### ACTIONS TO TAKE:
a – Answer these questions from the BBC Proms thread:
(i) Who conducts the Easter and Ascension Oratorio performances that Yardrax has tickets for?
(ii) How does Kieran plan to follow the Proms this time?
(iii) Whose piano concerto did Op.123 apply for tickets to see?
b – Reproduce the BBC Proms thread between "Anyone got tickets" and "time. Don't forget to wave...", inclusive, putting "seats" wherever "tickets" appears.

### QUOTED TEXT:
......
# BBC Proms



## Yardrax (Apr 29, 2013)

Anyone got tickets for this year?

I got tickets to see the Easter and Ascension Oratorio's conducted by John Elliott Gardiner and Brahm's Tragic Overture/Schumann's 4th/A German Requiem. Plus the Dr Who one and the Blue Danube/Beethoven's 5th for the cultural illiterates in my family


----------



## Kieran (Aug 24, 2010)

I'd love to go, some year. I'll watch on telly instead this time. Don't forget to wave...


----------



## Op.123 (Mar 25, 2013)

Apllied for tickets to see Schumann's piano concerto and rachmaninoff and mozart symphonies.


----------



## Yardrax (Apr 29, 2013)

Kieran said:


> Don't forget to wave...
......
### DATA PROVIDED:

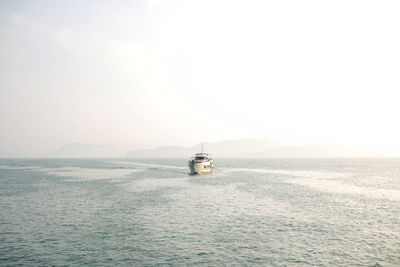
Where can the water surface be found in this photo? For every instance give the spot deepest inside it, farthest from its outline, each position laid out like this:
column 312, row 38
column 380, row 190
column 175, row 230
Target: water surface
column 287, row 212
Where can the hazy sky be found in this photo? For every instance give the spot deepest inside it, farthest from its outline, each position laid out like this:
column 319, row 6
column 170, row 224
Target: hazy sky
column 181, row 72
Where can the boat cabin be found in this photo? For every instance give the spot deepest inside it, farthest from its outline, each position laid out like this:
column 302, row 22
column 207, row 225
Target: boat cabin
column 202, row 156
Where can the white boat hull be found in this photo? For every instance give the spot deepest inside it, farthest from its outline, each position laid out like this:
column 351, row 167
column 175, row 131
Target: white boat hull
column 200, row 167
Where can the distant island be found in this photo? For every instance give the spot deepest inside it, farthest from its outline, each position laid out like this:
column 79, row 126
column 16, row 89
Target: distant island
column 241, row 148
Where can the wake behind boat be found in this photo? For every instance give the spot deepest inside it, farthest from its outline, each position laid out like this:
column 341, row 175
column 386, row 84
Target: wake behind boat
column 201, row 163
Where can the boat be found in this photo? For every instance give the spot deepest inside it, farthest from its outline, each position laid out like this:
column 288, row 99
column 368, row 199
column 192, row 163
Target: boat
column 201, row 163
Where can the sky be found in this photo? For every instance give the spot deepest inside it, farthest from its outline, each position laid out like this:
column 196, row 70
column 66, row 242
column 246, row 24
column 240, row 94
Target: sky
column 151, row 73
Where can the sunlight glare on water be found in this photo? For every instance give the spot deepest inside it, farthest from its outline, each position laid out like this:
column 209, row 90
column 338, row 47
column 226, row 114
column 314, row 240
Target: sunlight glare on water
column 288, row 212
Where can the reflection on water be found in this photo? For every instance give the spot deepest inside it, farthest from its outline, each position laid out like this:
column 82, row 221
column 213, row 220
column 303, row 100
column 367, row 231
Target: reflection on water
column 273, row 212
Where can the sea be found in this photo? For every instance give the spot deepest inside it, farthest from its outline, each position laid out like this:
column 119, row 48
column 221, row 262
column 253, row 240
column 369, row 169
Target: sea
column 248, row 212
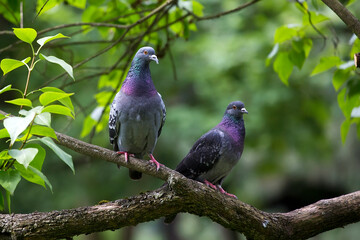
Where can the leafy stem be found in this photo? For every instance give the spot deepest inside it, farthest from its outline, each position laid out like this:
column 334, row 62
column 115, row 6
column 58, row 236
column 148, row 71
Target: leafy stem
column 28, row 133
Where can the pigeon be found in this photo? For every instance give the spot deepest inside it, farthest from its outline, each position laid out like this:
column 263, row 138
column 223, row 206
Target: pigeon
column 216, row 152
column 137, row 113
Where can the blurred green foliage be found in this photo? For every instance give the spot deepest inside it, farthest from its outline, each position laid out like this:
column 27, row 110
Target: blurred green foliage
column 294, row 153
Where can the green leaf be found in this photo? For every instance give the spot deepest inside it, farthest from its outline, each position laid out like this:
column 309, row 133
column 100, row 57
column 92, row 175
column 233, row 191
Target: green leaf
column 5, row 89
column 197, row 8
column 44, row 40
column 273, row 52
column 283, row 67
column 355, row 112
column 36, row 110
column 325, row 64
column 8, row 199
column 355, row 48
column 66, row 101
column 340, row 77
column 2, row 205
column 42, row 176
column 103, row 97
column 45, row 5
column 43, row 119
column 284, row 33
column 4, row 155
column 345, row 127
column 25, row 34
column 4, row 133
column 9, row 180
column 88, row 124
column 39, row 158
column 21, row 102
column 315, row 18
column 8, row 64
column 58, row 109
column 62, row 63
column 66, row 158
column 16, row 125
column 49, row 97
column 24, row 156
column 43, row 131
column 77, row 3
column 29, row 175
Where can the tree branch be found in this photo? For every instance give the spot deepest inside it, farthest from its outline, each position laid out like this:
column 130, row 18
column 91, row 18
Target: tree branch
column 179, row 195
column 345, row 15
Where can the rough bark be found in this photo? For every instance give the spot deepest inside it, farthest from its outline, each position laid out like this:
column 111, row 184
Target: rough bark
column 345, row 15
column 178, row 195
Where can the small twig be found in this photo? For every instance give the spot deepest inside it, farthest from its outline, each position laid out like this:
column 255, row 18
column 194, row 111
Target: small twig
column 21, row 14
column 311, row 23
column 42, row 7
column 345, row 15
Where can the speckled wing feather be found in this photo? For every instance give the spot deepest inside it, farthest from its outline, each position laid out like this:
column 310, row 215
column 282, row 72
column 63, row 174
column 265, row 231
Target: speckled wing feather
column 164, row 115
column 203, row 155
column 114, row 125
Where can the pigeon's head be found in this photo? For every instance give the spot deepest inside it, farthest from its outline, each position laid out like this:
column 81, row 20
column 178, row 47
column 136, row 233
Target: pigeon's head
column 236, row 109
column 146, row 54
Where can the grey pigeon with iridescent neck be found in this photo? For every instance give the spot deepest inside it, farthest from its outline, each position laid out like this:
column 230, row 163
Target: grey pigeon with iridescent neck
column 217, row 151
column 137, row 113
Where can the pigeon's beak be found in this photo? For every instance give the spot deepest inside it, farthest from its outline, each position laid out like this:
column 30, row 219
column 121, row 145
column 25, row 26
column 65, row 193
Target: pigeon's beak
column 154, row 58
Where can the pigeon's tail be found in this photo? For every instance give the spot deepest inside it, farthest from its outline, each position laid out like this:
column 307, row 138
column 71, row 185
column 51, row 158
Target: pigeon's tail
column 135, row 175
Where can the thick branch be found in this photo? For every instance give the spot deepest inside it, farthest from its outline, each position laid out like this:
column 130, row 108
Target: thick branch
column 183, row 195
column 345, row 15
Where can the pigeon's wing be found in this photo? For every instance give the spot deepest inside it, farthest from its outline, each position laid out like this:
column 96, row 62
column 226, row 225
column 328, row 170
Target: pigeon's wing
column 114, row 125
column 163, row 114
column 203, row 155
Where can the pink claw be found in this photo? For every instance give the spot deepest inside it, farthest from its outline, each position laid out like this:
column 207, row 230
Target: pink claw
column 209, row 184
column 226, row 193
column 153, row 160
column 126, row 155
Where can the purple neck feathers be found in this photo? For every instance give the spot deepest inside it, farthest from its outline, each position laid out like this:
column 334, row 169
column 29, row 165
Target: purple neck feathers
column 138, row 81
column 234, row 127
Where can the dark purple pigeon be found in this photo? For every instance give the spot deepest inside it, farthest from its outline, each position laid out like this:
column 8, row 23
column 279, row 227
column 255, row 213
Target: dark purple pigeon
column 217, row 151
column 137, row 113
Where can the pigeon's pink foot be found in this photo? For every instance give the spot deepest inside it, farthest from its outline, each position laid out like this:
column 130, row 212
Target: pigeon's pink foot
column 209, row 184
column 126, row 154
column 153, row 160
column 226, row 193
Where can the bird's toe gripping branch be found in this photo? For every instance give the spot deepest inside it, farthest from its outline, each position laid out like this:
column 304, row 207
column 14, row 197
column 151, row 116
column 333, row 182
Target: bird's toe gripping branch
column 209, row 184
column 153, row 160
column 226, row 193
column 126, row 155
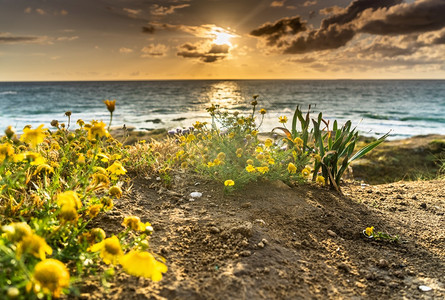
......
### ANSWERS BY TASK:
a –
(i) John Elliott Gardiner
(ii) By watching on telly
(iii) Schumann's

b –
Anyone got seats for this year?

I got seats to see the Easter and Ascension Oratorio's conducted by John Elliott Gardiner and Brahm's Tragic Overture/Schumann's 4th/A German Requiem. Plus the Dr Who one and the Blue Danube/Beethoven's 5th for the cultural illiterates in my family


----------



## Kieran (Aug 24, 2010)

I'd love to go, some year. I'll watch on telly instead this time. Don't forget to wave...